→ DESCRIPTION OF THE TASK: Convert the lines from the one containing "Annotate the tent" up to and including the one containing "Target: lamp post" into a numbered list, leaving out any blank lines.

^^^^^^^^^^^^^^^^

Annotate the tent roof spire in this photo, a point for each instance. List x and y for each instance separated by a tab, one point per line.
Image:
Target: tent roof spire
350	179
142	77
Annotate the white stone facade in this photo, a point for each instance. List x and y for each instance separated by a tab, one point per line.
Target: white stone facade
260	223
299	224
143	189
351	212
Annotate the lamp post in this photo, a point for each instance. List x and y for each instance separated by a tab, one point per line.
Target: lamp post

^^^^^^^^^^^^^^^^

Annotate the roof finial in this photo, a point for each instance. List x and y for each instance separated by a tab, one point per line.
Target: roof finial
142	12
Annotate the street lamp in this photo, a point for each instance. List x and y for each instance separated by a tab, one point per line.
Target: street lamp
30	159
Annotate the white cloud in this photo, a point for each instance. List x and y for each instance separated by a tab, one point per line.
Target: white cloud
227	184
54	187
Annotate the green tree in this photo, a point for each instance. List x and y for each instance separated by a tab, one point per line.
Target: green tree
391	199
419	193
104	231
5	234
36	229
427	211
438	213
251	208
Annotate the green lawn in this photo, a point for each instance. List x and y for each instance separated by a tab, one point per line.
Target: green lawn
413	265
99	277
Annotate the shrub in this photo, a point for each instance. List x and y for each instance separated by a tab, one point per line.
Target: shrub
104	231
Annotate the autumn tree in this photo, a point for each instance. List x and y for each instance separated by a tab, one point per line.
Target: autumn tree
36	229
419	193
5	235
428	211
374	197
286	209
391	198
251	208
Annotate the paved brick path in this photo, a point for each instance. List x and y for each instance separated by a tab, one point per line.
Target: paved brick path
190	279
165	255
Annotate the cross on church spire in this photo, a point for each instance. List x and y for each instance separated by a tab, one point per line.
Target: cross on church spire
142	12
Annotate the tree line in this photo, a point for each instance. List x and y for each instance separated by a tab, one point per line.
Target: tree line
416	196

^^^^^^^^^^^^^^^^

→ IN RESPONSE:
1. Annotate the tent roof spire in this photo, a point for each instance. List x and y for each instance separated by a tab, one point per line.
2. Image:
3. Target: tent roof spire
4. 350	179
5. 142	77
6. Annotate the white stone facade in this photo, a point for each instance. List x and y for each instance separated by a tab, one point per line.
7. Target: white stone facade
8. 260	223
9. 299	224
10. 143	189
11. 351	212
12. Annotate the lamp post in this photo, a point for each instance. List x and y for each instance separated by a tab, one point per line.
13. Target: lamp post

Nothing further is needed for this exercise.